Content starts
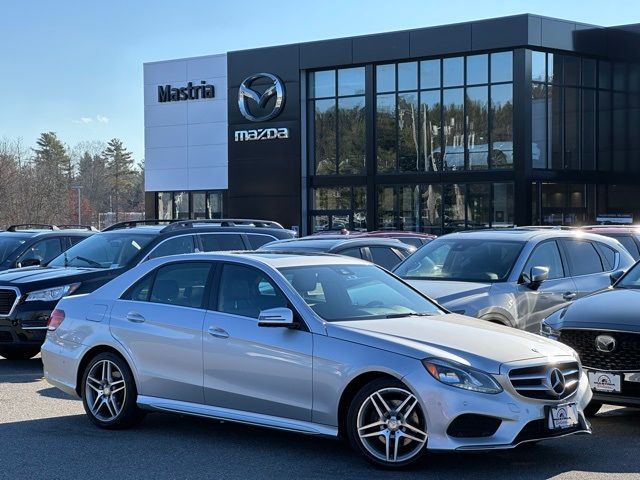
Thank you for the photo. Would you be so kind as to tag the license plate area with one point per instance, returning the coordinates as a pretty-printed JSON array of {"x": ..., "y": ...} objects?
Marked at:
[
  {"x": 562, "y": 417},
  {"x": 605, "y": 382}
]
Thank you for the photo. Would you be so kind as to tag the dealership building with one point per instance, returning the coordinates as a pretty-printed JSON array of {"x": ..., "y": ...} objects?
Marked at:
[{"x": 516, "y": 120}]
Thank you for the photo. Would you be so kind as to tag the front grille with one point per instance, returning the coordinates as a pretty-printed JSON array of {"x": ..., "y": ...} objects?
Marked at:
[
  {"x": 7, "y": 299},
  {"x": 539, "y": 381},
  {"x": 625, "y": 356}
]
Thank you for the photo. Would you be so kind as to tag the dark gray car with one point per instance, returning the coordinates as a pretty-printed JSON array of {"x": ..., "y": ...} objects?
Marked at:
[{"x": 515, "y": 277}]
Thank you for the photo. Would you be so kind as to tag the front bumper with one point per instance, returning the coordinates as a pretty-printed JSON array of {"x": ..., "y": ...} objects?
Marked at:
[{"x": 522, "y": 419}]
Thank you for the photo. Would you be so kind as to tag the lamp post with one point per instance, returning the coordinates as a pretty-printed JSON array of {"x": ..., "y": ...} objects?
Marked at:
[{"x": 79, "y": 188}]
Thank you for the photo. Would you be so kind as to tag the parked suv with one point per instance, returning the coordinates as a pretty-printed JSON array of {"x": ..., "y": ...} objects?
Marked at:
[
  {"x": 515, "y": 277},
  {"x": 29, "y": 245},
  {"x": 28, "y": 296}
]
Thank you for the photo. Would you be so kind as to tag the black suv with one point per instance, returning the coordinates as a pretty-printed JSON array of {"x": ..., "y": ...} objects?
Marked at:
[
  {"x": 29, "y": 245},
  {"x": 29, "y": 295}
]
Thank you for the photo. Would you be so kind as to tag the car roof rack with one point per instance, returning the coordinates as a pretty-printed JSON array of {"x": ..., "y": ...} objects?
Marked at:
[
  {"x": 137, "y": 223},
  {"x": 31, "y": 226},
  {"x": 72, "y": 226},
  {"x": 222, "y": 222}
]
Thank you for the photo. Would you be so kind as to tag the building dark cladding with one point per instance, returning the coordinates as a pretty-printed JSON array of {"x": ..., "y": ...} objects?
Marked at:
[{"x": 515, "y": 120}]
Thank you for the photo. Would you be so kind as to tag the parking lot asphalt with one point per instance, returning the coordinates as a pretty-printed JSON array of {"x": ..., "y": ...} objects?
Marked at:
[{"x": 44, "y": 433}]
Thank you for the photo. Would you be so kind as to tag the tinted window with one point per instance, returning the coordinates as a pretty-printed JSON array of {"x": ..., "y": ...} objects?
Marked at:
[
  {"x": 174, "y": 246},
  {"x": 583, "y": 257},
  {"x": 44, "y": 251},
  {"x": 247, "y": 291},
  {"x": 216, "y": 242},
  {"x": 386, "y": 257},
  {"x": 181, "y": 284},
  {"x": 256, "y": 241},
  {"x": 546, "y": 255}
]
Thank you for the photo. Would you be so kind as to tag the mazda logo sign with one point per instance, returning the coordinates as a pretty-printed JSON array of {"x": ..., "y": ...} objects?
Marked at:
[
  {"x": 605, "y": 343},
  {"x": 259, "y": 101},
  {"x": 556, "y": 382}
]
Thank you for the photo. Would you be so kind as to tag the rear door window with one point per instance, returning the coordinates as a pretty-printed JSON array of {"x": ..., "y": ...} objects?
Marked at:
[{"x": 216, "y": 242}]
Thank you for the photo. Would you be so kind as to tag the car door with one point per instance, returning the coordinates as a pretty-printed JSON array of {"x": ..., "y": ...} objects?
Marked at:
[
  {"x": 159, "y": 321},
  {"x": 252, "y": 368},
  {"x": 587, "y": 267},
  {"x": 533, "y": 305}
]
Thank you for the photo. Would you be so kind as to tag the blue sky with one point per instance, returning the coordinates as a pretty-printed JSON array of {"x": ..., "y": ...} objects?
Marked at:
[{"x": 75, "y": 67}]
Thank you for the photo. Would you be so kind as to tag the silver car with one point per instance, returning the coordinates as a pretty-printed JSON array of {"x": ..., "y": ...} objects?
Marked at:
[
  {"x": 317, "y": 344},
  {"x": 514, "y": 277}
]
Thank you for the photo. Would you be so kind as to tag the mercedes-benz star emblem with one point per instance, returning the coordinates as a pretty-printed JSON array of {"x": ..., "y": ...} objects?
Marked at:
[
  {"x": 556, "y": 381},
  {"x": 246, "y": 93},
  {"x": 605, "y": 343}
]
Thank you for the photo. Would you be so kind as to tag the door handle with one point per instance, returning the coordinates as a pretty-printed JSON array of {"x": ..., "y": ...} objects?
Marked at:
[
  {"x": 135, "y": 317},
  {"x": 218, "y": 332}
]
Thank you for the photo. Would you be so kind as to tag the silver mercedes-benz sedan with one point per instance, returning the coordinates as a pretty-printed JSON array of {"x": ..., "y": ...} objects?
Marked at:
[{"x": 317, "y": 344}]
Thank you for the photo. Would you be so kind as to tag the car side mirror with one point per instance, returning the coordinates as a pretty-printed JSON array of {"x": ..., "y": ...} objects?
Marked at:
[
  {"x": 277, "y": 317},
  {"x": 536, "y": 276},
  {"x": 615, "y": 276}
]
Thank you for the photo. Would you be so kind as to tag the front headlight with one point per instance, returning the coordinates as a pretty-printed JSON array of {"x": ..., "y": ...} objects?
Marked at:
[
  {"x": 461, "y": 376},
  {"x": 52, "y": 294}
]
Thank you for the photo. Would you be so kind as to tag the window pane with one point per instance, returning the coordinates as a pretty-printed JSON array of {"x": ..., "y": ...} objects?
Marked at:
[
  {"x": 546, "y": 255},
  {"x": 430, "y": 130},
  {"x": 538, "y": 125},
  {"x": 583, "y": 257},
  {"x": 477, "y": 69},
  {"x": 453, "y": 101},
  {"x": 453, "y": 71},
  {"x": 351, "y": 81},
  {"x": 324, "y": 84},
  {"x": 430, "y": 74},
  {"x": 408, "y": 132},
  {"x": 386, "y": 78},
  {"x": 247, "y": 291},
  {"x": 174, "y": 246},
  {"x": 220, "y": 242},
  {"x": 454, "y": 206},
  {"x": 181, "y": 284},
  {"x": 538, "y": 66},
  {"x": 479, "y": 206},
  {"x": 325, "y": 137},
  {"x": 408, "y": 76},
  {"x": 386, "y": 133},
  {"x": 477, "y": 116},
  {"x": 502, "y": 205},
  {"x": 351, "y": 137}
]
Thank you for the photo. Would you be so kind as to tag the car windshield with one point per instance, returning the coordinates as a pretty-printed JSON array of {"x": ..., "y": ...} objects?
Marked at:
[
  {"x": 356, "y": 292},
  {"x": 103, "y": 250},
  {"x": 8, "y": 246},
  {"x": 462, "y": 259}
]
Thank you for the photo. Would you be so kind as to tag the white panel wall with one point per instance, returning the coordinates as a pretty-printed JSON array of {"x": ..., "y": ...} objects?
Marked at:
[{"x": 186, "y": 141}]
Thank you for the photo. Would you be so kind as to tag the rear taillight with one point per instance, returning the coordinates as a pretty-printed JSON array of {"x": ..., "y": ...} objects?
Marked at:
[{"x": 56, "y": 318}]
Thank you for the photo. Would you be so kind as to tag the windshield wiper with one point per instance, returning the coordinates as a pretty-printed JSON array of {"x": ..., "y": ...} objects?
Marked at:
[{"x": 93, "y": 263}]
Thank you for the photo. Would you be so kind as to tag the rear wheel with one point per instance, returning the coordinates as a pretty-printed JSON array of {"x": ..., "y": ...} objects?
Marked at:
[
  {"x": 24, "y": 353},
  {"x": 593, "y": 408},
  {"x": 386, "y": 424},
  {"x": 109, "y": 392}
]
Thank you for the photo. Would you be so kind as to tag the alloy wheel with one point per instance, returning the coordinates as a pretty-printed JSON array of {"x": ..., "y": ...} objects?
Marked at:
[{"x": 391, "y": 426}]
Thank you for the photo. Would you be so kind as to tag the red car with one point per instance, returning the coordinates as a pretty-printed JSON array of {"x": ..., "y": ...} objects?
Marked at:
[{"x": 628, "y": 236}]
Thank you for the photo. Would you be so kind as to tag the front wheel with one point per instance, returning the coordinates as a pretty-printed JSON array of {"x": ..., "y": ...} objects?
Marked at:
[
  {"x": 386, "y": 424},
  {"x": 109, "y": 392}
]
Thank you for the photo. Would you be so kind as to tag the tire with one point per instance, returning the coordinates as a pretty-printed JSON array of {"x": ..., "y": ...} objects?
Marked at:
[
  {"x": 374, "y": 409},
  {"x": 24, "y": 353},
  {"x": 109, "y": 393},
  {"x": 591, "y": 409}
]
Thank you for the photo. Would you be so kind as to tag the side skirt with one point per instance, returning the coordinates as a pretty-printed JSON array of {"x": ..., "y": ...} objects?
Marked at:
[{"x": 239, "y": 416}]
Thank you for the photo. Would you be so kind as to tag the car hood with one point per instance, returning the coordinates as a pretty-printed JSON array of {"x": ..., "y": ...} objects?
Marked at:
[
  {"x": 444, "y": 291},
  {"x": 454, "y": 337},
  {"x": 614, "y": 309}
]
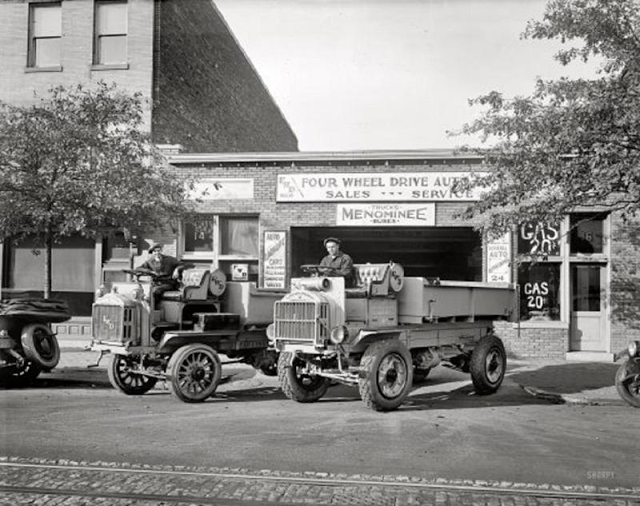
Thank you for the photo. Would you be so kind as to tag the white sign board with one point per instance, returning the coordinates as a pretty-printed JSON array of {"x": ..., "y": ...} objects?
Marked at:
[
  {"x": 359, "y": 186},
  {"x": 274, "y": 260},
  {"x": 499, "y": 260},
  {"x": 381, "y": 215},
  {"x": 222, "y": 189}
]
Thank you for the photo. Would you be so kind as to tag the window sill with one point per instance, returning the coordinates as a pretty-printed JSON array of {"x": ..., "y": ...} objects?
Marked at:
[
  {"x": 53, "y": 68},
  {"x": 111, "y": 66},
  {"x": 541, "y": 324}
]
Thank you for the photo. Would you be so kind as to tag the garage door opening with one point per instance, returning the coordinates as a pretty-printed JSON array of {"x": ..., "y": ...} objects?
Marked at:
[{"x": 453, "y": 253}]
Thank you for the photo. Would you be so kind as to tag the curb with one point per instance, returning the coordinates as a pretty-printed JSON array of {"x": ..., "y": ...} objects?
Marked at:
[{"x": 556, "y": 398}]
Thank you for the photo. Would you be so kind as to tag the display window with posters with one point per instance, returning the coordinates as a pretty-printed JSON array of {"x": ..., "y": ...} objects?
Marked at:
[{"x": 539, "y": 250}]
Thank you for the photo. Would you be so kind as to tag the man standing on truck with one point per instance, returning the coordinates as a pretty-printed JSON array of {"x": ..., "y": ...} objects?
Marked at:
[{"x": 336, "y": 263}]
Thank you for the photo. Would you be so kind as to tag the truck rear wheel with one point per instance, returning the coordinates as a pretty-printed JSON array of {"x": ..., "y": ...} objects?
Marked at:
[
  {"x": 295, "y": 384},
  {"x": 40, "y": 345},
  {"x": 194, "y": 372},
  {"x": 20, "y": 375},
  {"x": 488, "y": 365},
  {"x": 386, "y": 374},
  {"x": 122, "y": 376},
  {"x": 628, "y": 382}
]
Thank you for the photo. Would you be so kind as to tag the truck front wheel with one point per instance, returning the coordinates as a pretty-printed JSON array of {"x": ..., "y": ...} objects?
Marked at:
[
  {"x": 488, "y": 365},
  {"x": 297, "y": 385},
  {"x": 123, "y": 376},
  {"x": 386, "y": 374},
  {"x": 194, "y": 372}
]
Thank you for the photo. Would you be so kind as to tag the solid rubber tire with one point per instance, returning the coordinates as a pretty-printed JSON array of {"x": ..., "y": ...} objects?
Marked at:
[
  {"x": 371, "y": 392},
  {"x": 185, "y": 368},
  {"x": 630, "y": 397},
  {"x": 23, "y": 377},
  {"x": 307, "y": 389},
  {"x": 40, "y": 345},
  {"x": 130, "y": 384},
  {"x": 483, "y": 383}
]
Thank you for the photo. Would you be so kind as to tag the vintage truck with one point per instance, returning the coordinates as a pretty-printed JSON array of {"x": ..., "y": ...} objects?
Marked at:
[
  {"x": 388, "y": 332},
  {"x": 180, "y": 340}
]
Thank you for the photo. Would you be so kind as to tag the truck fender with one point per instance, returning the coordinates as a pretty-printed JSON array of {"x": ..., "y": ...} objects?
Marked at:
[{"x": 366, "y": 339}]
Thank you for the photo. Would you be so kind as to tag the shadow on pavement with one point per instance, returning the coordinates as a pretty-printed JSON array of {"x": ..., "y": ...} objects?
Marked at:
[{"x": 568, "y": 377}]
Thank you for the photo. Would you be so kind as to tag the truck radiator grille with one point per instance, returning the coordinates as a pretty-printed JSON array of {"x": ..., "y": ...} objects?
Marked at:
[
  {"x": 115, "y": 323},
  {"x": 302, "y": 321}
]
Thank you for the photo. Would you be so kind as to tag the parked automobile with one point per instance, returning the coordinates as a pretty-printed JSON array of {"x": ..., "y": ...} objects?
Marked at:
[
  {"x": 28, "y": 345},
  {"x": 628, "y": 374}
]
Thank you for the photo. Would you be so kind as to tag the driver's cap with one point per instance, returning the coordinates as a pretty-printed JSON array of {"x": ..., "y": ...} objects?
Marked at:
[{"x": 332, "y": 239}]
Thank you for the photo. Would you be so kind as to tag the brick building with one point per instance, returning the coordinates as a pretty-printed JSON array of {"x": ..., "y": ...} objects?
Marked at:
[
  {"x": 202, "y": 92},
  {"x": 578, "y": 302}
]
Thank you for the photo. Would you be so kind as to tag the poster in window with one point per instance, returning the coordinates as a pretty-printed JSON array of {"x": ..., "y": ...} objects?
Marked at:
[
  {"x": 539, "y": 291},
  {"x": 539, "y": 239},
  {"x": 275, "y": 259}
]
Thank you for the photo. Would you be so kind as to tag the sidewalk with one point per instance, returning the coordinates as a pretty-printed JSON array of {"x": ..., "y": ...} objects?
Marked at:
[
  {"x": 557, "y": 381},
  {"x": 566, "y": 381}
]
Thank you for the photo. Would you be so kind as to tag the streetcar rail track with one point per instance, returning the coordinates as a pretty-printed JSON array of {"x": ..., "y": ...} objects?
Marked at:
[{"x": 272, "y": 486}]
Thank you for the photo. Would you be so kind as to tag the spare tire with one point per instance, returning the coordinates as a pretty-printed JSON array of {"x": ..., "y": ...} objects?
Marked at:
[{"x": 40, "y": 345}]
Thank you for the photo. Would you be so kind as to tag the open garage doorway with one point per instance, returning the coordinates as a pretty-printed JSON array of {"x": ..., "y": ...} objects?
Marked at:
[{"x": 452, "y": 253}]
Content ends
§ **Work to be completed**
Starting from the line with "the car hood" in the records above, repeat each line exactly until you have written the line with "the window sill", then stop; drop the pictures.

§ **Output for this exercise**
Thank you for the photo. Would you be so kind as to tag the car hood with one point per instance, returning the coordinates as a pretty-printed JSON array of {"x": ..., "y": ...} objects?
Marked at:
[
  {"x": 444, "y": 291},
  {"x": 454, "y": 337},
  {"x": 614, "y": 309}
]
Thank you for the photo. Would you be so kind as to tag the white sign board with one point per instance, returning the coordinates as a pretty-printed JSON array of {"x": ..., "y": ...} objects?
Marked at:
[
  {"x": 359, "y": 186},
  {"x": 274, "y": 260},
  {"x": 499, "y": 260},
  {"x": 381, "y": 215},
  {"x": 222, "y": 189}
]
Thank you for the photo. Would you be so kind as to tag the window sill with one point per instance, returning the coordinates as a pretty-printed JSON array of {"x": ..., "y": ...} objects?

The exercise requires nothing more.